## Records supplied

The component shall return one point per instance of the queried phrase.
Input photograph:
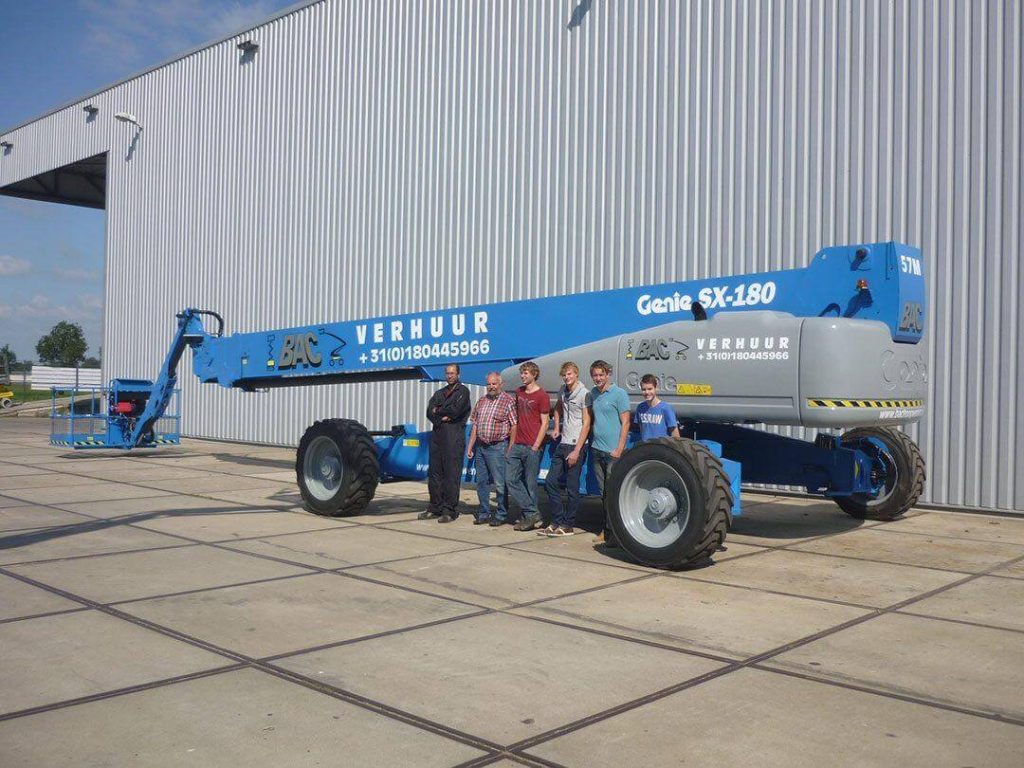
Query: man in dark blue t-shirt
(655, 419)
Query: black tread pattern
(360, 457)
(718, 498)
(911, 454)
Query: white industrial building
(349, 158)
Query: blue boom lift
(834, 345)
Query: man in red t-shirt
(523, 464)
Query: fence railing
(45, 377)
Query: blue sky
(53, 51)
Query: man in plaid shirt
(494, 425)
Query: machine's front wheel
(337, 468)
(669, 502)
(898, 473)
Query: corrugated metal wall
(383, 157)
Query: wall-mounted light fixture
(127, 117)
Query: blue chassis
(882, 282)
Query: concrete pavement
(179, 607)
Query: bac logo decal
(302, 348)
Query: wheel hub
(662, 504)
(653, 504)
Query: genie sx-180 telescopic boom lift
(835, 345)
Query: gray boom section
(762, 367)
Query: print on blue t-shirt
(654, 422)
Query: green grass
(24, 394)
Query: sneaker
(527, 523)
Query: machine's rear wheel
(669, 502)
(898, 471)
(337, 468)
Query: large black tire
(336, 467)
(668, 471)
(898, 462)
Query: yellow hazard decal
(698, 390)
(829, 402)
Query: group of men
(507, 441)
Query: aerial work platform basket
(102, 417)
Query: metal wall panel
(397, 156)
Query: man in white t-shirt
(571, 429)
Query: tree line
(64, 346)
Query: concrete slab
(952, 664)
(724, 621)
(283, 616)
(381, 511)
(242, 718)
(341, 548)
(787, 723)
(1015, 570)
(53, 658)
(860, 582)
(403, 488)
(982, 527)
(71, 489)
(581, 547)
(501, 677)
(781, 522)
(13, 470)
(463, 529)
(40, 480)
(143, 474)
(240, 524)
(161, 506)
(281, 476)
(146, 573)
(996, 602)
(20, 599)
(30, 516)
(496, 578)
(280, 497)
(91, 538)
(888, 545)
(210, 482)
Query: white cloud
(75, 275)
(133, 34)
(10, 266)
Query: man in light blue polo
(609, 408)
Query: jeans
(600, 464)
(491, 473)
(523, 465)
(559, 472)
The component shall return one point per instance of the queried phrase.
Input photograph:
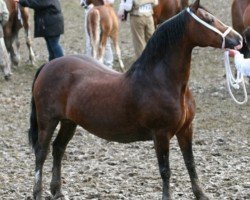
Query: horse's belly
(122, 135)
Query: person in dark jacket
(49, 23)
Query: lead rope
(234, 82)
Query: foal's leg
(161, 143)
(101, 49)
(26, 25)
(118, 50)
(65, 134)
(185, 141)
(28, 43)
(41, 151)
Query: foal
(240, 11)
(102, 23)
(151, 101)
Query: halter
(223, 35)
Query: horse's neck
(176, 65)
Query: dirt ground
(96, 169)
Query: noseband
(223, 35)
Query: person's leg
(5, 65)
(137, 29)
(108, 56)
(54, 48)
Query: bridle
(223, 35)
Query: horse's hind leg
(41, 151)
(185, 141)
(65, 134)
(161, 143)
(26, 25)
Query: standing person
(4, 56)
(49, 23)
(108, 56)
(141, 21)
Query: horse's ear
(195, 5)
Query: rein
(223, 35)
(234, 82)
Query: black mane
(164, 39)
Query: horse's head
(206, 30)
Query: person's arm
(34, 4)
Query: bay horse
(151, 101)
(167, 9)
(240, 12)
(102, 23)
(19, 17)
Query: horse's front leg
(185, 141)
(161, 142)
(64, 135)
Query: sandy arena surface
(96, 169)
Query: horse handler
(49, 23)
(4, 56)
(141, 21)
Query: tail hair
(33, 130)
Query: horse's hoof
(7, 77)
(60, 196)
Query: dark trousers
(54, 48)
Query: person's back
(49, 23)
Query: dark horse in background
(241, 22)
(151, 101)
(19, 17)
(167, 9)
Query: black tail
(33, 130)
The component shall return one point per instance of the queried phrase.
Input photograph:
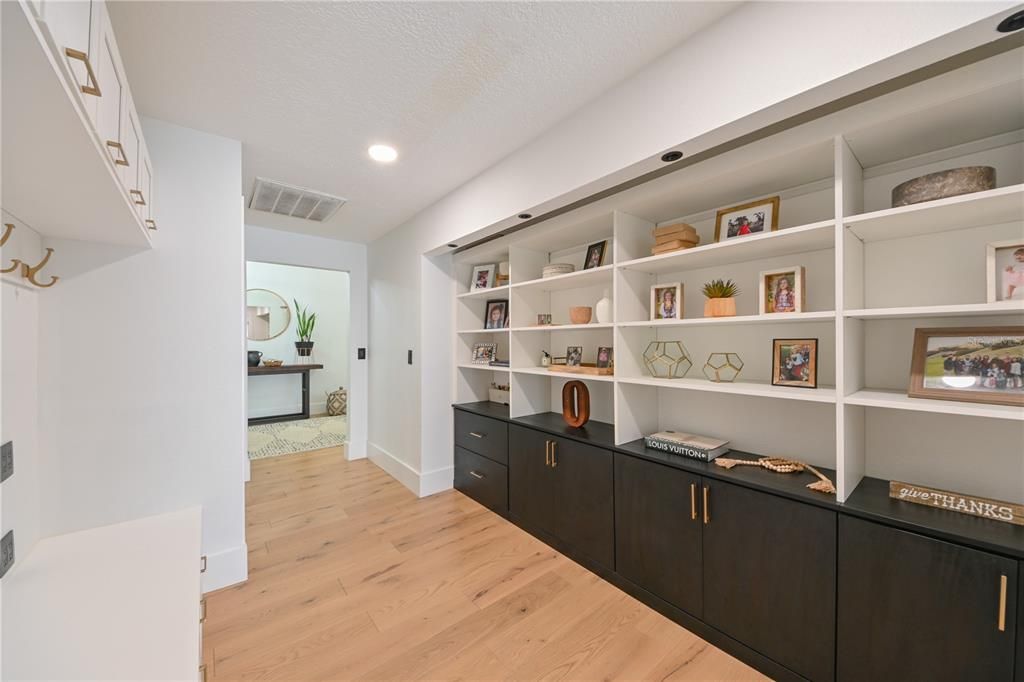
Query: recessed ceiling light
(383, 153)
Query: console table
(286, 369)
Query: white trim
(224, 568)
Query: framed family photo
(497, 314)
(483, 353)
(752, 218)
(667, 301)
(795, 363)
(1005, 265)
(483, 278)
(595, 255)
(781, 291)
(970, 364)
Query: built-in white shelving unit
(872, 274)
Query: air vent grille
(282, 199)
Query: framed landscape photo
(483, 278)
(781, 291)
(753, 218)
(971, 364)
(497, 314)
(667, 301)
(595, 255)
(1005, 266)
(483, 353)
(795, 363)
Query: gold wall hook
(30, 272)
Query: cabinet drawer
(482, 435)
(481, 479)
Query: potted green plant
(304, 324)
(721, 295)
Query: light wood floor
(351, 577)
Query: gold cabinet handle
(1003, 603)
(93, 87)
(122, 159)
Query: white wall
(142, 365)
(323, 292)
(819, 51)
(271, 246)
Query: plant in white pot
(304, 324)
(721, 295)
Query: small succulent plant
(721, 289)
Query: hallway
(353, 577)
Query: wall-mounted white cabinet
(75, 162)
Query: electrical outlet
(6, 552)
(6, 460)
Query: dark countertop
(869, 501)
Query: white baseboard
(420, 483)
(226, 567)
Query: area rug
(299, 436)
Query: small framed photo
(595, 255)
(781, 291)
(795, 363)
(483, 278)
(971, 364)
(1005, 264)
(497, 314)
(667, 301)
(753, 218)
(484, 352)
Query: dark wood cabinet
(563, 487)
(911, 607)
(657, 530)
(769, 576)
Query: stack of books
(674, 238)
(688, 444)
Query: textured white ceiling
(456, 87)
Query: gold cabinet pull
(92, 87)
(122, 159)
(1003, 603)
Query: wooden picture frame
(995, 264)
(496, 304)
(768, 223)
(476, 283)
(595, 255)
(767, 290)
(784, 372)
(657, 292)
(972, 371)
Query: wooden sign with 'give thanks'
(965, 504)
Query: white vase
(602, 311)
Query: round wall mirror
(267, 314)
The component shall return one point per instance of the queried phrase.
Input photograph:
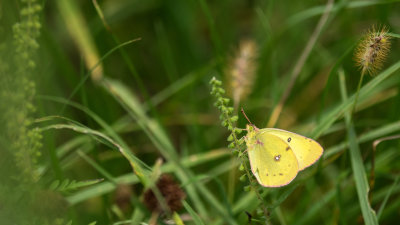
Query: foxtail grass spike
(372, 50)
(241, 71)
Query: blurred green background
(123, 83)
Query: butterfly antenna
(244, 114)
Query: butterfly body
(276, 156)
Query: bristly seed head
(372, 50)
(241, 71)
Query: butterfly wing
(272, 161)
(307, 150)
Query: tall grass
(121, 97)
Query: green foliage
(66, 186)
(148, 104)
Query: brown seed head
(171, 192)
(373, 49)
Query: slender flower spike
(241, 71)
(372, 50)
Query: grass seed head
(241, 70)
(372, 50)
(171, 192)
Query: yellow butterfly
(276, 156)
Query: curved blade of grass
(106, 187)
(77, 28)
(142, 175)
(107, 128)
(357, 164)
(316, 208)
(346, 105)
(369, 136)
(318, 10)
(387, 197)
(158, 137)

## Given exercise
Without including any pictures, please restate all the records exactly.

## Reply to the task
The component shall return one point per instance of the queried phrase.
Input photograph:
Query: man in dark blue t-shirt
(655, 419)
Query: black tread pattern
(360, 457)
(718, 498)
(911, 454)
Query: white industrial building
(349, 158)
Query: blue boom lift
(834, 345)
Query: man in red t-shirt
(523, 464)
Query: fence railing
(45, 377)
Query: blue sky
(53, 51)
Query: man in plaid shirt
(494, 425)
Query: machine's front wheel
(337, 468)
(669, 502)
(898, 473)
Query: corrugated metal wall
(383, 157)
Query: wall-mounted light fixture
(127, 117)
Query: blue chassis
(882, 282)
Query: concrete pavement
(179, 607)
Query: bac logo decal
(302, 348)
Query: wheel hub
(662, 504)
(653, 504)
Query: genie sx-180 telescopic boom lift
(835, 345)
Query: gray boom section
(762, 367)
Query: print on blue t-shirt
(654, 422)
Query: green grass
(24, 394)
Query: sneaker
(527, 523)
Query: machine's rear wheel
(669, 502)
(898, 471)
(337, 468)
Query: large black tire
(336, 467)
(668, 471)
(898, 462)
Query: yellow hazard decal
(698, 390)
(829, 402)
Query: group of men
(507, 441)
Query: aerial work platform basket
(102, 417)
Query: metal wall panel
(397, 156)
Query: man in white t-shirt
(571, 429)
Query: tree line
(64, 346)
Query: concrete slab
(952, 664)
(724, 621)
(283, 616)
(381, 511)
(242, 718)
(341, 548)
(787, 723)
(1015, 570)
(53, 658)
(860, 582)
(403, 488)
(982, 527)
(71, 489)
(581, 547)
(501, 677)
(781, 522)
(13, 470)
(463, 529)
(40, 480)
(143, 474)
(240, 524)
(161, 506)
(281, 476)
(146, 573)
(996, 602)
(20, 599)
(30, 516)
(496, 578)
(280, 497)
(91, 538)
(888, 545)
(210, 482)
Query: white cloud
(75, 275)
(133, 34)
(10, 266)
Query: man in light blue polo
(609, 408)
Query: jeans
(600, 464)
(491, 473)
(523, 465)
(559, 472)
The component shall return one point per instance of the queried phrase.
Input photograph:
Query: horse's belly
(122, 135)
Query: person in dark jacket
(49, 23)
Query: lead rope
(234, 82)
Query: foal's leg
(161, 143)
(101, 49)
(26, 25)
(118, 50)
(65, 134)
(185, 141)
(28, 43)
(41, 151)
Query: foal
(240, 11)
(102, 23)
(151, 101)
Query: halter
(223, 35)
Query: horse's neck
(176, 65)
Query: dirt ground
(96, 169)
Query: noseband
(223, 35)
Query: person's leg
(5, 65)
(137, 29)
(108, 56)
(54, 48)
Query: bridle
(223, 35)
Query: horse's hind leg
(41, 151)
(185, 141)
(65, 134)
(161, 143)
(26, 25)
Query: standing person
(4, 56)
(49, 23)
(108, 56)
(141, 21)
Query: horse's ear
(195, 5)
Query: rein
(223, 35)
(234, 82)
Query: black mane
(164, 39)
Query: horse's head
(206, 30)
Query: person's arm
(34, 4)
Query: bay horse
(151, 101)
(167, 9)
(240, 12)
(102, 23)
(19, 17)
Query: horse's front leg
(185, 141)
(161, 142)
(64, 135)
Query: sandy arena surface
(96, 169)
Query: horse handler
(49, 23)
(4, 56)
(141, 21)
Query: tail hair
(33, 130)
Query: horse's hoof
(7, 77)
(60, 196)
Query: dark trousers
(54, 48)
Query: person's back
(49, 23)
Query: dark horse in background
(241, 22)
(151, 101)
(19, 17)
(167, 9)
Query: black tail
(33, 130)
The component shall return one point per instance of the queried phrase.
Input photograph:
Query: recessed ceiling light
(383, 153)
Query: console table
(286, 369)
Query: white trim
(224, 568)
Query: framed family photo
(497, 314)
(483, 353)
(752, 218)
(667, 301)
(795, 363)
(1005, 265)
(483, 278)
(595, 255)
(781, 291)
(970, 364)
Query: built-in white shelving unit
(872, 274)
Query: air vent grille
(282, 199)
Query: framed landscape photo
(483, 278)
(781, 291)
(753, 218)
(971, 364)
(497, 314)
(667, 301)
(595, 255)
(1005, 266)
(483, 353)
(795, 363)
Query: gold wall hook
(30, 272)
Query: cabinet drawer
(482, 435)
(481, 479)
Query: potted green plant
(304, 324)
(721, 295)
Query: light wood floor
(351, 577)
Query: gold cabinet handle
(1003, 603)
(93, 87)
(122, 159)
Query: white wall
(142, 365)
(323, 292)
(819, 51)
(271, 246)
Query: plant in white pot
(304, 324)
(721, 295)
Query: small succulent plant
(721, 289)
Query: hallway
(353, 577)
Query: wall-mounted white cabinet
(75, 162)
Query: electrical outlet
(6, 552)
(6, 460)
Query: dark countertop
(869, 501)
Query: white baseboard
(420, 483)
(226, 567)
Query: area rug
(299, 436)
Query: small framed photo
(595, 255)
(781, 291)
(795, 363)
(483, 278)
(971, 364)
(1005, 264)
(497, 314)
(667, 301)
(753, 218)
(484, 352)
Query: dark wood cabinet
(563, 487)
(911, 607)
(657, 530)
(769, 576)
Query: stack of books
(674, 238)
(688, 444)
Query: textured white ceiling
(456, 87)
Query: gold cabinet pull
(92, 87)
(122, 159)
(1003, 603)
Query: wooden picture frame
(995, 264)
(496, 304)
(768, 223)
(476, 283)
(595, 255)
(767, 290)
(784, 372)
(657, 292)
(972, 371)
Query: wooden sign with 'give thanks'
(965, 504)
Query: white vase
(602, 311)
Query: round wall mirror
(267, 314)
The component shall return one point per instance of the queried phrase.
Input photograph:
Query: foxtail grass spike
(372, 50)
(241, 71)
Query: blurred green background
(123, 83)
Query: butterfly antenna
(244, 114)
Query: butterfly body
(276, 156)
Query: bristly seed head
(372, 50)
(241, 71)
Query: butterfly wing
(272, 161)
(307, 150)
Query: tall grass
(121, 97)
Query: green foliage
(66, 186)
(148, 104)
Query: brown seed head
(171, 192)
(373, 49)
Query: slender flower spike
(241, 71)
(372, 50)
Query: grass seed head
(241, 70)
(372, 50)
(171, 192)
Query: yellow butterfly
(276, 156)
Query: curved blade of grass
(106, 187)
(77, 28)
(142, 175)
(107, 128)
(357, 164)
(316, 208)
(346, 105)
(369, 136)
(318, 10)
(387, 197)
(158, 137)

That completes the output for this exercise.